■ **FRAGMENTO DEL DOCUMENTO**
Mirá, tuve una experiencia homófoba en Madrid, a los 25 años. A esa edad ya estaba viviendo en la burbuja progresista de Buenos Aires y era periodista de Página 12, donde éramos siete gais. Nunca había sentido esa reacción de homofobia directa en Buenos Aires y ni siquiera fue una golpiza ni lo que les hacen ahora a muchísimos chicos, chicas y personas trans. Si nos planteamos un cambio de escenario, primero hay que asumir que no es magia. Porque metamos a un millón de personas en la marcha del Orgullo Gay no significa que vayamos a conseguir esas batallas. Las vanguardias siempre se encuentran con un escenario que les dice que no a la cara, por eso son vanguardias. Pero yo observo a los nuevos colectivos a través de las redes y me parece que allí hay algo trascendental.
Tuve una experiencia homófoba en Madrid, a los 25 años. A esa edad ya estaba viviendo en la burbuja progresista de Buenos Aires y nunca había sentido esa homofobia tan directa, y ni siquiera fue una golpiza
Hablando de las nuevas generaciones, en España uno de cada cinco adolescentes no cree que exista el machismo ni el patriarcado. Siendo padre de un chico de 19 años, ¿cómo cree que se enfrentan a la deconstrucción que usted ya ha llevado a cabo?
Yo creo que es muchísimo más complejo para ellos que para nosotros. Los jóvenes de ahora conviven con dos narrativas completamente opuestas: la de una sociedad de consumo que obliga a los varones a seguir siendo acosadores, predadores violentos y machistas, y la de unos activismos que han transformado las leyes y logrado ventajas en términos de derechos sociales. Viven en una enorme contradicción entre lo que la cultura les sigue demandando y lo que las instituciones les dicen. E incluso lo que los padres progresistas les decimos.

■ **DATOS DISPONIBLES**
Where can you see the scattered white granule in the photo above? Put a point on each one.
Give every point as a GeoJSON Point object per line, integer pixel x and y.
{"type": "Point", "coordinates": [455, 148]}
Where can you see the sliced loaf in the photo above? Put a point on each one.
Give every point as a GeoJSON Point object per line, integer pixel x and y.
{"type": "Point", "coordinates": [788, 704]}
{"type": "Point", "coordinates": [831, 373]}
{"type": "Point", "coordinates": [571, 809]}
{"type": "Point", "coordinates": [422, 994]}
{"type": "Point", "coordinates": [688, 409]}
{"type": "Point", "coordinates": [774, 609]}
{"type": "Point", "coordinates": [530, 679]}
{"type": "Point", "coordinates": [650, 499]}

...

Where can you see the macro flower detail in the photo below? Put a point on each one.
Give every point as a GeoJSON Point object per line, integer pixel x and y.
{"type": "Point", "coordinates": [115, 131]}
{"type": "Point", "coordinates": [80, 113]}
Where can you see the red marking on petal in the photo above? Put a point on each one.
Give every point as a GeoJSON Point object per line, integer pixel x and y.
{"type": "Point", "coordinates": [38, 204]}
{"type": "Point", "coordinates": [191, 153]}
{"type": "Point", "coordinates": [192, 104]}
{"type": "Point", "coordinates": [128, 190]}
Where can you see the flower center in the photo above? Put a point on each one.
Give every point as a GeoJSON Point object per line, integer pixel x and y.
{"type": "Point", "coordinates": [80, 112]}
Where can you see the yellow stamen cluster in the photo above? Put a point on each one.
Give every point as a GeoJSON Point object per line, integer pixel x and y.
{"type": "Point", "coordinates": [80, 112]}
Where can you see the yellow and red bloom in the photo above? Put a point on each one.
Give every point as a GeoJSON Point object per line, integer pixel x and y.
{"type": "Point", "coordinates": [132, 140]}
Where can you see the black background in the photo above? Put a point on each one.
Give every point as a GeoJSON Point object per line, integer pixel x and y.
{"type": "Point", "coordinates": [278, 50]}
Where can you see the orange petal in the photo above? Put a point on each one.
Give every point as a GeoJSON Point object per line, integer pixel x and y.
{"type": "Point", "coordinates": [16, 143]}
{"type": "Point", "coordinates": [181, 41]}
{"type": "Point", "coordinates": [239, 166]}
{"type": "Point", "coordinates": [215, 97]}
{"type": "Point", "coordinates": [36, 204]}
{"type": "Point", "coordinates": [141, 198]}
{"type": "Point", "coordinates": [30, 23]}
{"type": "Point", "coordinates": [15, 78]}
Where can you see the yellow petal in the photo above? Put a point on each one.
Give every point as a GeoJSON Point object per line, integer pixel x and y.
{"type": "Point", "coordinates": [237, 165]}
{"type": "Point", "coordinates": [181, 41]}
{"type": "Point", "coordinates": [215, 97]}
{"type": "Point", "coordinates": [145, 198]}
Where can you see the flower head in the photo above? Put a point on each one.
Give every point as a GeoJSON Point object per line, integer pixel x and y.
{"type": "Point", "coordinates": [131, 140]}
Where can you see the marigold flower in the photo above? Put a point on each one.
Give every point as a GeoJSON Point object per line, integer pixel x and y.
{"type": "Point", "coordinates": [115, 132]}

==

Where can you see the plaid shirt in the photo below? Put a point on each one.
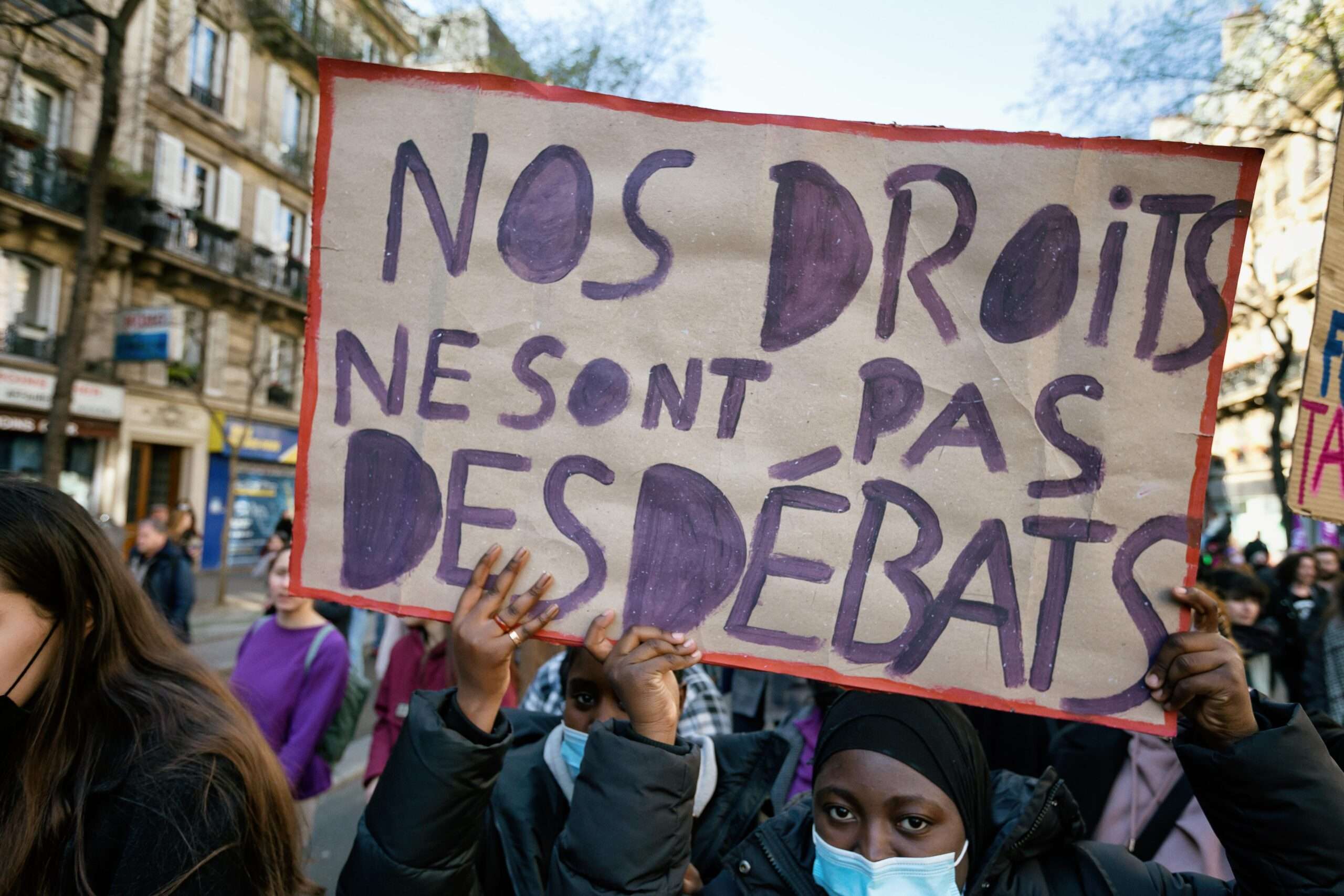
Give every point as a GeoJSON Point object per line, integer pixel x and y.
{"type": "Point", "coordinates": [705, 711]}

■ **PROBLEMAS A RESOLVER**
a) Según la entrevista, ¿por qué la deconstrucción es muchísimo más compleja para los jóvenes de ahora? Explícalo en una a tres oraciones.
b) Retoma la entrevista sobre homofobia y machismo a partir de su última oración y continúa la respuesta sobre las nuevas generaciones.

■ **RESPUESTAS A TAREAS**
a) Porque los jóvenes conviven con dos narrativas opuestas: la de una sociedad de consumo que obliga a los varones a seguir siendo acosadores, predadores violentos y machistas, y la de unos activismos que han transformado las leyes y logrado derechos sociales. Por eso viven en una enorme contradicción entre lo que la cultura les sigue demandando y lo que les dicen las instituciones, e incluso los padres progresistas.

b)
Me hubiera encantado tener una hija mujer para entender de otro modo esa subjetividad juvenil, pero he trabajado muchísimo con jóvenes y me emociona la voluntad feminista de las pibas. Creo que ahí los adultos tenemos que ser muy cautos. Yo trato de serlo, de dejar que él construya lo propio sin ser un adoctrinador. Porque tampoco se trata de una doctrina. Es un aprendizaje en caliente y en el conflicto. Son acuerdos que se construyen todos los días, porque no están determinados por la ley. Hay algo que tienen ellos mejor que nosotros: la música. Es mucho más divertido escuchar a C. Tangana que a Litto Nebbia. Gracias a mi hijo he entendido que hay un modo refinado de escuchar reguetón.
Por último, le quería preguntar sobre su experiencia monoparental. Estamos acostumbrados a que sea una figura femenina y justo ahora se está reivindicando su valor, que hasta entonces parecía implícito a las mujeres. ¿Cómo lo ha vivido?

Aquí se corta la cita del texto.